_Passage shown_
BEGIN

In March 2022, the UN Environment Assembly (UNEA-5.2) adopted a historic resolution to develop an international, legally binding instrument to end plastic pollution (UNEP, 2022a). The Intergovernmental Negotiating Committee (INC), comprising representatives from 175 national governments, was tasked with developing the framework (UNEP, 2022a). Human health has become a central theme in the ongoing negotiations (Deeney et al., 2022; TESS, 2024), but in order to streamline evidence for policy uptake, a clearer vision of how health evidence is being perceived and used by governments, and their priorities for research to inform policy is needed. While the official standpoint of governments in the INC is relatively well-documented through submissions to the INC web platforms and observer analysis of live negotiations (IISD, 2024), these statements do not necessarily reveal government views and valuation of health evidence. Engaging with government delegates at the individual as well as the organisational level could provide greater insight into priorities for science. These individuals are at the forefront of developing the treaty and they can play a crucial role in connecting science and policy, fostering cooperation between national governments, and advancing evidence-based action within their own governments. As yet, there is no official science-policy interface for the treaty (Syberg et al., 2024), though many stakeholder groups attend the INC as observers and engage with policy informally, including scientists, civil society groups and industry representatives. Scientists must find ways to focus their efforts on maximising government delegates’ understanding of available evidence, identifying and correcting mis- and disinformation, responding to government imperatives, utilising the most effective mechanisms for evidence uptake, and documenting approaches where possible (Syberg et al., 2024).

To contribute to strengthening the science-policy interface on plastics and to guide effective research agendas for informing policy, our study aimed to (1) understand perceptions and prioritisation of plastics’ human health risks amongst government delegates negotiating the Global Plastics Treaty, (2) examine how their views and valuation of health evidence may influence their preferred strategies to reduce plastic pollution and (3) identify policy-driven priorities for scientific research and communication on human health throughout plastics policy cycles.

END

_Provided material_
BEGIN

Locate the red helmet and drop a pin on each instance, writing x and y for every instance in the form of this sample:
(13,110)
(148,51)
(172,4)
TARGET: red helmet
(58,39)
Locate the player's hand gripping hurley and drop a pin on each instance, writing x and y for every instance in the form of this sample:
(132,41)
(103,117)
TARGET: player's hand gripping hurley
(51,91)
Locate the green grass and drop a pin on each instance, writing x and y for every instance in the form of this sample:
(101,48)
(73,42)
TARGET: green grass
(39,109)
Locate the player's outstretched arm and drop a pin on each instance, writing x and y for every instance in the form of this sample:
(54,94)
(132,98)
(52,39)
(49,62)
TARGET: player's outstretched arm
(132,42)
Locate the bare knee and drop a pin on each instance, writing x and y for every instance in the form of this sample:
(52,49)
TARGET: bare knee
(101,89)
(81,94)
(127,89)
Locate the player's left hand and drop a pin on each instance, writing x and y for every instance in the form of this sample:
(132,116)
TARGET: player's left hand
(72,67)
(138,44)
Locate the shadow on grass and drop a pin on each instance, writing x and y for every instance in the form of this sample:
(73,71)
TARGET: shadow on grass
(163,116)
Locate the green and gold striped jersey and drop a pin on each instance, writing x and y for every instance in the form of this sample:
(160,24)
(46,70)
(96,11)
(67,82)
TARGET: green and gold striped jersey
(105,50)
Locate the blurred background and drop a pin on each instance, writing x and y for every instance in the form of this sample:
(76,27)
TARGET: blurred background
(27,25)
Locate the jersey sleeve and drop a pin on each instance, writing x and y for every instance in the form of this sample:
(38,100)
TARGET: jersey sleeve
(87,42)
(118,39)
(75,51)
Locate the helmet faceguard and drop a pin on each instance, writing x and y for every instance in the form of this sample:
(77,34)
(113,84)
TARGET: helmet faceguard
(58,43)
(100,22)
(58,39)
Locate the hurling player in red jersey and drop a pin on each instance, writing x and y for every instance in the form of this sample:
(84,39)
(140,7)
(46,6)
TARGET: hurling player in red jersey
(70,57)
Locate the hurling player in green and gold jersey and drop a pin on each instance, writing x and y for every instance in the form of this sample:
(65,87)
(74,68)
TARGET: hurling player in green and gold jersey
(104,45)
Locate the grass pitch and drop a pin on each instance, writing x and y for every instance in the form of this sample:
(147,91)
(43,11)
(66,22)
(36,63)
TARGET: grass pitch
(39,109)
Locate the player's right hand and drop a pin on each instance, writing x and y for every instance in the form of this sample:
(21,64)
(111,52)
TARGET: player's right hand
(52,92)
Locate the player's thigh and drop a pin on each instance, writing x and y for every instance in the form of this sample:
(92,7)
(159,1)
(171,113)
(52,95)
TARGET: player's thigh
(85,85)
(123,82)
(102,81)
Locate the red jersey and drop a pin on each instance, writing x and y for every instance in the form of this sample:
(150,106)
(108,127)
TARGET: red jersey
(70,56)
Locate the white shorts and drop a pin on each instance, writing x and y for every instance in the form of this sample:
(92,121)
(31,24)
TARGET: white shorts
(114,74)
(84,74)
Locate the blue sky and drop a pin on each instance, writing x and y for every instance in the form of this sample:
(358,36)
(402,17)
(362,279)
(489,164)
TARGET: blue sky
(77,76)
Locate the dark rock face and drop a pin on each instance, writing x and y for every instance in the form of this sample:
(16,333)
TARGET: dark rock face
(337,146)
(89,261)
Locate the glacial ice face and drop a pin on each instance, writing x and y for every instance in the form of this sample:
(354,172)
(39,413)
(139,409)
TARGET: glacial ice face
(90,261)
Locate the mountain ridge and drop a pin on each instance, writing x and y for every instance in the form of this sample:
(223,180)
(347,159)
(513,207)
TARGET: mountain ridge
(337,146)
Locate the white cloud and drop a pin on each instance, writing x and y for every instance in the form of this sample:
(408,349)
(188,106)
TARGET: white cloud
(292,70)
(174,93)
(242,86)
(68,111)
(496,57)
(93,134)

END

_Work instructions_
Output the passage on the plastics treaty exactly as it appears, everything from "To contribute to" down to "plastics policy cycles.".

_Finished task_
To contribute to strengthening the science-policy interface on plastics and to guide effective research agendas for informing policy, our study aimed to (1) understand perceptions and prioritisation of plastics’ human health risks amongst government delegates negotiating the Global Plastics Treaty, (2) examine how their views and valuation of health evidence may influence their preferred strategies to reduce plastic pollution and (3) identify policy-driven priorities for scientific research and communication on human health throughout plastics policy cycles.